*** DATA PROVIDED Section Begins ***

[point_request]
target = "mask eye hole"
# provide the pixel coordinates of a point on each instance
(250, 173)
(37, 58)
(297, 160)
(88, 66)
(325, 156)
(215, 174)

*** DATA PROVIDED Section Ends ***

_DESCRIPTION OF THE TASK_
Transcribe the whole listing above exactly, leaving nothing out.

_RESPONSE BOX_
[point_request]
target = "mask eye hole"
# provide the pixel coordinates of a point on each instance
(250, 173)
(37, 58)
(297, 160)
(88, 66)
(325, 156)
(215, 174)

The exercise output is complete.